EJERCICIO A: Organiza todas las filas del conjunto de datos en una tabla Markdown con las columnas «N.º» y «Línea», asignando a cada línea su número y omitiendo las que estén vacías.

FRAGMENTO PARA LEER:
+ + + + +
Las lámparas aumentan su resistencia estando encendidas , comprobalo por ley de Ohm con el voltaje y la corriente medida


----------



## blanko001 (Nov 26, 2013)

DOSMETROS dijo:


> Las lámparas aumentan su resistencia estando encendidas , comprobalo por ley de Ohm con el voltaje y la corriente medida



Es cierto, ya que la ley de ohm "matemática" necesita ajuste acorde a la temperatura, es un modelo que parece lineal, pero en la vida práctica no lo es.
Igualmente al no tratarse de LEDs es mayor el margen para el error sin quemar los componentes.


----------



## Sr. Domo (Nov 26, 2013)

Cierto, muy cierto, como estoy en fase de "pruebas preliminares"  estoy conectando mútiples series de a 4 luces por serie y luego todo en paralelo y he visto que el consumo no es tanto como esperaba o varía un tanto del calculado, de todas formas yo creo que la fuente ha de soportar una carga de 160 luces en arreglo mixto, en caso de que haga berrinches esa fuente tengo otra que uso para amplificadores de audio, entrega +/-18VCD 6A, puedo conectar los extremos para obtener 36VCD por la caída de tensión que he observado a lo largo de las pruebas


----------
+ + + + +
EJERCICIO B: Transcribe completo y sin ninguna modificación el hilo del foro sobre la resistencia de las lámparas.

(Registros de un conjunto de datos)
+ + + + +
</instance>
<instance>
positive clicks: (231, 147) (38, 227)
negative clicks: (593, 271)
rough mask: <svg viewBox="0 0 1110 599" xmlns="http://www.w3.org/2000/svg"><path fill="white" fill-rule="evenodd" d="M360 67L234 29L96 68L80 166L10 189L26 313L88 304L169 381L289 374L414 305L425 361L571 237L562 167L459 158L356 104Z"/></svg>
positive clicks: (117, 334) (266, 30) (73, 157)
+ + + + +
ESPACIO DE RESPUESTA A:
| N.º | Línea |
|---|---|
| 1 | </instance> |
| 2 | <instance> |
| 3 | positive clicks: (231, 147) (38, 227) |
| 4 | negative clicks: (593, 271) |
| 5 | rough mask: <svg viewBox="0 0 1110 599" xmlns="http://www.w3.org/2000/svg"><path fill="white" fill-rule="evenodd" d="M360 67L234 29L96 68L80 166L10 189L26 313L88 304L169 381L289 374L414 305L425 361L571 237L562 167L459 158L356 104Z"/></svg> |
| 6 | positive clicks: (117, 334) (266, 30) (73, 157) |

ESPACIO DE RESPUESTA B:
Las lámparas aumentan su resistencia estando encendidas , comprobalo por ley de Ohm con el voltaje y la corriente medida


----------



## blanko001 (Nov 26, 2013)

DOSMETROS dijo:


> Las lámparas aumentan su resistencia estando encendidas , comprobalo por ley de Ohm con el voltaje y la corriente medida



Es cierto, ya que la ley de ohm "matemática" necesita ajuste acorde a la temperatura, es un modelo que parece lineal, pero en la vida práctica no lo es.
Igualmente al no tratarse de LEDs es mayor el margen para el error sin quemar los componentes.


----------



## Sr. Domo (Nov 26, 2013)

Cierto, muy cierto, como estoy en fase de "pruebas preliminares"  estoy conectando mútiples series de a 4 luces por serie y luego todo en paralelo y he visto que el consumo no es tanto como esperaba o varía un tanto del calculado, de todas formas yo creo que la fuente ha de soportar una carga de 160 luces en arreglo mixto, en caso de que haga berrinches esa fuente tengo otra que uso para amplificadores de audio, entrega +/-18VCD 6A, puedo conectar los extremos para obtener 36VCD por la caída de tensión que he observado a lo largo de las pruebas


----------